### Problem
Output the full listing verbatim.

### Data in this exercise
—————

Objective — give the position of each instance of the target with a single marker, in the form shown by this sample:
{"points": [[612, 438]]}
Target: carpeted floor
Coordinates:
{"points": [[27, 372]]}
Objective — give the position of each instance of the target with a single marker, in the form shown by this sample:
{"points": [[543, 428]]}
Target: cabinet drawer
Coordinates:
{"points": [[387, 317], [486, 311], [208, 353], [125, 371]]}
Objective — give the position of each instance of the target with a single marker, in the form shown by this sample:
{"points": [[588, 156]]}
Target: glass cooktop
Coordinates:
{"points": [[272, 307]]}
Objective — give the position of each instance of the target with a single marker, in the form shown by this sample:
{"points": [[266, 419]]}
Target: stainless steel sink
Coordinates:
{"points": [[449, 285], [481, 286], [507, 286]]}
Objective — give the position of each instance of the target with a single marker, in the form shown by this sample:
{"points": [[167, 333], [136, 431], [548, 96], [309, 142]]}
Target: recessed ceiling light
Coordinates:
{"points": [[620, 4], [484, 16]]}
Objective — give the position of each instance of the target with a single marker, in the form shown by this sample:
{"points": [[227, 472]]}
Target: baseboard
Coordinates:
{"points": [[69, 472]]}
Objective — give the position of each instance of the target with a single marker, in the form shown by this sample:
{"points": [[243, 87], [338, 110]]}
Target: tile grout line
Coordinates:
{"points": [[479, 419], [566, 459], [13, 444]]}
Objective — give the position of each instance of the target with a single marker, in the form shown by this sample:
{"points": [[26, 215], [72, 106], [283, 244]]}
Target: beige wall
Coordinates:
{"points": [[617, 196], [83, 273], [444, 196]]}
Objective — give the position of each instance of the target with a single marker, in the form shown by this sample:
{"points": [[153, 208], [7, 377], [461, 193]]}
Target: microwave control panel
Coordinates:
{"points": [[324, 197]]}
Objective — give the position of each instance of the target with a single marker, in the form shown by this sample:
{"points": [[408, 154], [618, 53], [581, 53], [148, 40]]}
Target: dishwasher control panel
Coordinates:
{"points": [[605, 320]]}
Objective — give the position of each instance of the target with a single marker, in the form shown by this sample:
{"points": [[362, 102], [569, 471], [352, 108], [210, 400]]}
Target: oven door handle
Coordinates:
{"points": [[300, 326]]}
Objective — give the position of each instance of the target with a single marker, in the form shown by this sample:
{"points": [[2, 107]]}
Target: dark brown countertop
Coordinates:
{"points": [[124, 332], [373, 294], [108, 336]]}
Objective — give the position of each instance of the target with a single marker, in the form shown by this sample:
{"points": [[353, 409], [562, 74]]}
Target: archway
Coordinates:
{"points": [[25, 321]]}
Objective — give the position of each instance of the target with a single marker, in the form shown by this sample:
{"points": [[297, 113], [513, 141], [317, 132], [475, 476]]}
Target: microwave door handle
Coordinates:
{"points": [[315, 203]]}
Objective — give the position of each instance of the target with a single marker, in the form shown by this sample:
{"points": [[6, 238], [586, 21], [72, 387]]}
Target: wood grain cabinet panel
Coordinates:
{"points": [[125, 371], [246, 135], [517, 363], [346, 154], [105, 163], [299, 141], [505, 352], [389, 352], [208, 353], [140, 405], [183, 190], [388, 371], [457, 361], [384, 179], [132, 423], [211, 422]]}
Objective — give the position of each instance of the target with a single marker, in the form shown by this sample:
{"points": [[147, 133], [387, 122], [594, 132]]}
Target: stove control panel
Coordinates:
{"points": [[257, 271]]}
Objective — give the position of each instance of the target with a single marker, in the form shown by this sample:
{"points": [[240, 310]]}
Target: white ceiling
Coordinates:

—————

### Expected answer
Objective — give the position of each instance of the target with a single marker, in the form shown by this sample:
{"points": [[612, 438]]}
Target: carpeted floor
Coordinates:
{"points": [[27, 372]]}
Objective — give the position of each instance of the target with a single marker, in the form shown by this sample:
{"points": [[543, 428]]}
Target: cabinet drawer
Coordinates:
{"points": [[387, 317], [486, 311], [208, 353], [125, 371]]}
Objective — give the position of each instance of the target with a single marker, in the form shown by this sample:
{"points": [[588, 156]]}
Target: glass cooktop
Coordinates:
{"points": [[272, 307]]}
Objective — give the position of each instance of the target with a single marker, in the form shown by this sample:
{"points": [[266, 419]]}
Target: stainless steel sink
Coordinates:
{"points": [[449, 285], [481, 286], [507, 286]]}
Objective — give the position of each instance of the target with a single marker, in the form shown by this sample:
{"points": [[167, 333], [136, 431], [548, 96], [309, 142]]}
Target: recessed ceiling light
Coordinates:
{"points": [[620, 4], [484, 16]]}
Objective — give the position of each instance of the target with a single marker, in the form shown by this sample:
{"points": [[227, 472]]}
Target: baseboard
Coordinates:
{"points": [[69, 472]]}
Objective — give the position of each instance of the target with a single marker, in the form shown by this sample:
{"points": [[243, 87], [338, 110]]}
Target: tile grout line
Coordinates:
{"points": [[479, 419], [566, 459], [13, 444]]}
Objective — give the position of each instance of the target with a single marker, in the form shown by this sample:
{"points": [[26, 215], [72, 106], [283, 244]]}
Target: beige wall
Coordinates:
{"points": [[617, 196], [83, 273], [444, 196]]}
Objective — give the position of each instance of the target with a single marker, in the form shown by this sample:
{"points": [[153, 208], [7, 377], [461, 193]]}
Target: microwave control panel
Coordinates:
{"points": [[324, 197]]}
Objective — give the position of each instance of the target with a single marker, in the form shown by this sample:
{"points": [[408, 154], [618, 53], [581, 53], [148, 40]]}
Target: dishwasher control panel
Coordinates:
{"points": [[605, 320]]}
Objective — give the position of each instance of the target with a single marker, in the form shown by this sample:
{"points": [[362, 102], [569, 471], [352, 108], [210, 400]]}
Target: oven door handle
Coordinates:
{"points": [[300, 326]]}
Objective — give the position of each instance of the target with a single marker, in the form shown by this sample:
{"points": [[2, 107]]}
Target: dark brown countertop
Coordinates:
{"points": [[124, 332], [373, 294], [108, 336]]}
Objective — give the position of each instance of the target with a single marker, in the form shown by this sample:
{"points": [[353, 409], [562, 74]]}
Target: archway
Coordinates:
{"points": [[25, 321]]}
Objective — give the position of each instance of the target with a single marker, in the form shown by this sample:
{"points": [[297, 113], [513, 141], [317, 132], [475, 476]]}
Target: microwave door handle
Coordinates:
{"points": [[315, 203]]}
Objective — give the position of each instance of the target with a single marker, in the form shown by this sample:
{"points": [[6, 238], [586, 21], [72, 387]]}
Target: wood grain cabinet panel
Coordinates:
{"points": [[125, 371], [246, 135], [517, 363], [346, 154], [105, 163], [299, 141], [505, 352], [389, 352], [208, 353], [140, 405], [183, 190], [388, 371], [457, 361], [384, 179], [132, 423], [211, 422]]}
Objective — give the position of each instance of the target with a single marker, in the form shown by this sample:
{"points": [[147, 133], [387, 122], [594, 132]]}
Target: stove control panel
Coordinates:
{"points": [[257, 271]]}
Objective — give the position of each instance of the target with a single marker, in the form shown by this sample:
{"points": [[240, 310]]}
Target: white ceiling
Coordinates:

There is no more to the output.